(Directions for this task):
Output the material as a numbered list, running from its very first line down to and including the line that contains "341,485 -> 361,519". Omit any blank lines.

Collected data
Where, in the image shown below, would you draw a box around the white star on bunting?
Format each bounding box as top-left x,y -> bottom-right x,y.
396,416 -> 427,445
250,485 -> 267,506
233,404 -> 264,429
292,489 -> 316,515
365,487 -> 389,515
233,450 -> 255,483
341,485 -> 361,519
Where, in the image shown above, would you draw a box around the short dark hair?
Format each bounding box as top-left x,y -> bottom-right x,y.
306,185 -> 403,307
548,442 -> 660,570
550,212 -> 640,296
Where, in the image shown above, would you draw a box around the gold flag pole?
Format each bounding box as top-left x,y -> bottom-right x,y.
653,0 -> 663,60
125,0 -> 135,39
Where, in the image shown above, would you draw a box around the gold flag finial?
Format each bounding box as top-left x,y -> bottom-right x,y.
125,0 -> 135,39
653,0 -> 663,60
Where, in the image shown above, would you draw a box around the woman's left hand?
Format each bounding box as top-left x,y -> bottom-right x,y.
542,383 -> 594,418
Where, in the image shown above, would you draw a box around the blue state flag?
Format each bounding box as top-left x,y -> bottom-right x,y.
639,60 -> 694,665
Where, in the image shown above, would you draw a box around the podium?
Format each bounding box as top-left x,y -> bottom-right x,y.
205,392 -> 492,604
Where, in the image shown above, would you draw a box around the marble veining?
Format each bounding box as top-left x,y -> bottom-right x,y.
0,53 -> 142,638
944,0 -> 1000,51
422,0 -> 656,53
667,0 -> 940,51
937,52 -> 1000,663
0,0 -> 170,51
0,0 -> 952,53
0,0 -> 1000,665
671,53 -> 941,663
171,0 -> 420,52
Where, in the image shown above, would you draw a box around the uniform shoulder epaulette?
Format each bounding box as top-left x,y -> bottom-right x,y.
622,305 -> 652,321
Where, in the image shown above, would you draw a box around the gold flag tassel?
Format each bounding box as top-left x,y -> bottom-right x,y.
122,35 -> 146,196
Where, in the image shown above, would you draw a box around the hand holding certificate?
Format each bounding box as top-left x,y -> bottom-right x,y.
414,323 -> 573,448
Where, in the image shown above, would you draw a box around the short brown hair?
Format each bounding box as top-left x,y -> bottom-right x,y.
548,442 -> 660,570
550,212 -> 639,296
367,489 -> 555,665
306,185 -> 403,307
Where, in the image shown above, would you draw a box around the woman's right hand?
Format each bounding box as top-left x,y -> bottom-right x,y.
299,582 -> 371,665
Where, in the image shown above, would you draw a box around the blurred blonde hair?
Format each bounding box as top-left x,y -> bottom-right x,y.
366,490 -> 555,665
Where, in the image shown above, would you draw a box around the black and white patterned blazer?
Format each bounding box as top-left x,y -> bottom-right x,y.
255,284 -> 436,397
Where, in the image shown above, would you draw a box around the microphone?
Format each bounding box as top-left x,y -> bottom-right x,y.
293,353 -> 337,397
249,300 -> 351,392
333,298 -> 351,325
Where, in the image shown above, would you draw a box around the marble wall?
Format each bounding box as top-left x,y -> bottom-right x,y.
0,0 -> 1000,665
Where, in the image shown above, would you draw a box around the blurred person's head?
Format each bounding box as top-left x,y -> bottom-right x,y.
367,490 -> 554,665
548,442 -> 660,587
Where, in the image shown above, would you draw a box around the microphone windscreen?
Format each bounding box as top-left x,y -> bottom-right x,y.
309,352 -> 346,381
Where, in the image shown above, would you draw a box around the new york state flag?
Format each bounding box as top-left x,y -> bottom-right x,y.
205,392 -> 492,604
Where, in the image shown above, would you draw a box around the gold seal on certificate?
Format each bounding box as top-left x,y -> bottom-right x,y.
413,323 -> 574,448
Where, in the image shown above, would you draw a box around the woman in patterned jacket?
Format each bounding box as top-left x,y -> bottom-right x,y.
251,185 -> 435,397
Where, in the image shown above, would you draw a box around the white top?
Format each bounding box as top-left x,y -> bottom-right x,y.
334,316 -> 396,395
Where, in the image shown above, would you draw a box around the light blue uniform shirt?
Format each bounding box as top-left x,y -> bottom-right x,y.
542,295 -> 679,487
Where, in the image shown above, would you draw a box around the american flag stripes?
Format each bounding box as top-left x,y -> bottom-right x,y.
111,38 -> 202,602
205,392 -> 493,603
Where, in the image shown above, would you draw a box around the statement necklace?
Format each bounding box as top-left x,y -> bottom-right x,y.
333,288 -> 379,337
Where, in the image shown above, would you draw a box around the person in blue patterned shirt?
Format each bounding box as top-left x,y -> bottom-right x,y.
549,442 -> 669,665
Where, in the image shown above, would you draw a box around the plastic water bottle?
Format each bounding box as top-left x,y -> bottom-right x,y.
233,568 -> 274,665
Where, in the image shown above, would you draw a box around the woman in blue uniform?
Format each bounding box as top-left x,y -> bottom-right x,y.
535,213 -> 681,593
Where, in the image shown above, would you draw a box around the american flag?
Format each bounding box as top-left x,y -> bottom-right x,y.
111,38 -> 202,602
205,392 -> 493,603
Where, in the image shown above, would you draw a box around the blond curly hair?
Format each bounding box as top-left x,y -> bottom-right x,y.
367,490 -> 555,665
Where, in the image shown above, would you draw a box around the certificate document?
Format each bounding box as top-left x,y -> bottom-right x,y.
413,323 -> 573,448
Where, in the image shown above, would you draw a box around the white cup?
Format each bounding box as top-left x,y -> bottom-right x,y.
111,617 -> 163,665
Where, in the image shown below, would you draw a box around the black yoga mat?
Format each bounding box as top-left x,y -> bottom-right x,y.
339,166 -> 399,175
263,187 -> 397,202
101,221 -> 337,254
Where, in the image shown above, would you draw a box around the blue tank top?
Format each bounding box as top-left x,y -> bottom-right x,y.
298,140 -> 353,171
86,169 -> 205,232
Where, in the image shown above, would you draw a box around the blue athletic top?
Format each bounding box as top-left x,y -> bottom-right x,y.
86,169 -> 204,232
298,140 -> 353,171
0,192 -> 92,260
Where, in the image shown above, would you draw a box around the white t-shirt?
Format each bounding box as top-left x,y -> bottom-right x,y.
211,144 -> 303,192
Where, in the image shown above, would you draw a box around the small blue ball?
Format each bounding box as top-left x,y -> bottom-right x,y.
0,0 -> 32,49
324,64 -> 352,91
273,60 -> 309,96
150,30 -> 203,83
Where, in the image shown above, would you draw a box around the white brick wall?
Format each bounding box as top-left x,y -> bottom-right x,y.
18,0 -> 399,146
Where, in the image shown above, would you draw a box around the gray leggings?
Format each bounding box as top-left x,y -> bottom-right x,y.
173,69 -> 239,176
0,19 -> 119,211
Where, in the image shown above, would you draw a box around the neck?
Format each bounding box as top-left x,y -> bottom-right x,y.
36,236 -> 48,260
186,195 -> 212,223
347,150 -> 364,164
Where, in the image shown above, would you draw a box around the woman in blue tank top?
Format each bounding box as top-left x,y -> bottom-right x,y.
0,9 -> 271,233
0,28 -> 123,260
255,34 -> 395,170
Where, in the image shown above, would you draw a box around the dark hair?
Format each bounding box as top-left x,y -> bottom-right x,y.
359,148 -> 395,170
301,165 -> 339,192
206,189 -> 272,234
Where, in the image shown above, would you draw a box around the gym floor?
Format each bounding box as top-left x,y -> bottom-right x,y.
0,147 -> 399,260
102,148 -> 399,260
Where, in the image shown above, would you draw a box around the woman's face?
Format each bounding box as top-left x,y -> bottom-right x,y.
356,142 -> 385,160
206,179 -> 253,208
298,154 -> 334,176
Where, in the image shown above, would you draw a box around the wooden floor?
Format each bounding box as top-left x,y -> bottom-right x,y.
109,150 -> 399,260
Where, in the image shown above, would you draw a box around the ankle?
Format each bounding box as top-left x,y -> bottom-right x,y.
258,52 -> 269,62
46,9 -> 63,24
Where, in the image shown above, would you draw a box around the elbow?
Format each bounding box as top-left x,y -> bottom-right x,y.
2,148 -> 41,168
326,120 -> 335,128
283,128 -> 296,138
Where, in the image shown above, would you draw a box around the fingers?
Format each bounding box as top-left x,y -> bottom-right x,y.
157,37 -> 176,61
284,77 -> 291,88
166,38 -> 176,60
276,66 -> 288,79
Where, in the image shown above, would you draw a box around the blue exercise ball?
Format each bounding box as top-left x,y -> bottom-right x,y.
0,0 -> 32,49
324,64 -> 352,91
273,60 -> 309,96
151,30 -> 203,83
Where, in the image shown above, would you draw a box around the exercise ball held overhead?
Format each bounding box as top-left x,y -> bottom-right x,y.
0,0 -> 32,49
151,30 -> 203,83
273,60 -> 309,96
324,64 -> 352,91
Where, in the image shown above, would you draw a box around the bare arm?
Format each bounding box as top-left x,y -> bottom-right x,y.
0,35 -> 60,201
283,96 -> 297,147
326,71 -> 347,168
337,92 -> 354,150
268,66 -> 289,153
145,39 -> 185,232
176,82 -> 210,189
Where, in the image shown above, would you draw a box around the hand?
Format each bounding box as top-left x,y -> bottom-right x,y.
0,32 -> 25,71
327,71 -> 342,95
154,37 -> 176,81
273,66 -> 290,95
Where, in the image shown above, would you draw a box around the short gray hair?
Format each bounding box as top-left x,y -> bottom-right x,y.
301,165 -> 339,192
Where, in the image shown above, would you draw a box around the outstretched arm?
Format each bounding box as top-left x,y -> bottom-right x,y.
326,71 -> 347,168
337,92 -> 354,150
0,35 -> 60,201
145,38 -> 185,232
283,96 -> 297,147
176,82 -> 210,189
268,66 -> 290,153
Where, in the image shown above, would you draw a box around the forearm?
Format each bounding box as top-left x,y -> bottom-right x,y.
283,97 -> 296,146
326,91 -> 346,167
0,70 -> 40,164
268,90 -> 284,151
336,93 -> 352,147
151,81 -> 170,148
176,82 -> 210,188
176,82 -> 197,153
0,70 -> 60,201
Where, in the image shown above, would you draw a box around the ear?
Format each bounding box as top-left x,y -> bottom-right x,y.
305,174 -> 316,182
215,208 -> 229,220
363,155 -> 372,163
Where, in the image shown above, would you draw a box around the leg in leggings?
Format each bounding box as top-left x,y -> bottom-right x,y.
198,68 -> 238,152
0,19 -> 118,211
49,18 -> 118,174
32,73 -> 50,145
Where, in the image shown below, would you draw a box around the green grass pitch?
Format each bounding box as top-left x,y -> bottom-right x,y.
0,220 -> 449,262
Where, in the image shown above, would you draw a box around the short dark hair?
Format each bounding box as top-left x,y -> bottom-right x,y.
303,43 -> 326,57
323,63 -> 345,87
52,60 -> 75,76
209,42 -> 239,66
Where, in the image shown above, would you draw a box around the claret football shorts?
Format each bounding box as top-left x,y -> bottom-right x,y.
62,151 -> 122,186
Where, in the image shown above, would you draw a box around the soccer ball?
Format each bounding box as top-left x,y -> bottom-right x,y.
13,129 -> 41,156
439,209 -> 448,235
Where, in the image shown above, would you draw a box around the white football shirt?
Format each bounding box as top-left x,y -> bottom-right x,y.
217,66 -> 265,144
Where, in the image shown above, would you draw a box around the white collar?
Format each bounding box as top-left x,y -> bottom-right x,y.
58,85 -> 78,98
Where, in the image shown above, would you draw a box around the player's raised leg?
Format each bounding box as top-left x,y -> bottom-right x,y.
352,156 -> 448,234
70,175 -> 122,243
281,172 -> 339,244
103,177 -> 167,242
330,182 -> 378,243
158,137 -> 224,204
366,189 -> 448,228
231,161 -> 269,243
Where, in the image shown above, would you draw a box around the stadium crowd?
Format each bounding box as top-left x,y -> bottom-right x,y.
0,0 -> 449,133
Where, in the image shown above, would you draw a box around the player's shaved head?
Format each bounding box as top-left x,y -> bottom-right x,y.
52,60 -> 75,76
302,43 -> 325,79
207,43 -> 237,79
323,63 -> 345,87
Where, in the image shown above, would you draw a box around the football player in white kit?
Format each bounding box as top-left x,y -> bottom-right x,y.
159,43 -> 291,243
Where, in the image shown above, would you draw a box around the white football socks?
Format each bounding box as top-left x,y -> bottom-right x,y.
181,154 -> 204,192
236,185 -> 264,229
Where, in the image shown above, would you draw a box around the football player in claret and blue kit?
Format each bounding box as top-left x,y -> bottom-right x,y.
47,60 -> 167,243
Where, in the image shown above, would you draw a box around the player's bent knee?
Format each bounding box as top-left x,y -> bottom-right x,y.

(Solution for this task):
1. Where, in the image shown below, would you draw a box around the white star on bunting?
2. Format each bounding box as top-left x,y -> bottom-right x,y.
3. 396,416 -> 427,445
4. 250,485 -> 267,506
5. 233,404 -> 264,429
6. 292,489 -> 316,515
7. 365,487 -> 389,515
8. 233,450 -> 255,483
9. 341,485 -> 361,519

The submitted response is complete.